Data for this exercise
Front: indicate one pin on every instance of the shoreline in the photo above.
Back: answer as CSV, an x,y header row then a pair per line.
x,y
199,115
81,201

Task to carry out
Reproduce each entry above exactly, keeping every word.

Result of this exercise
Front: indicate one pin on every instance of the shoreline in the photo above.
Back: answer as CSV, an x,y header row then a pair per line.
x,y
199,115
81,201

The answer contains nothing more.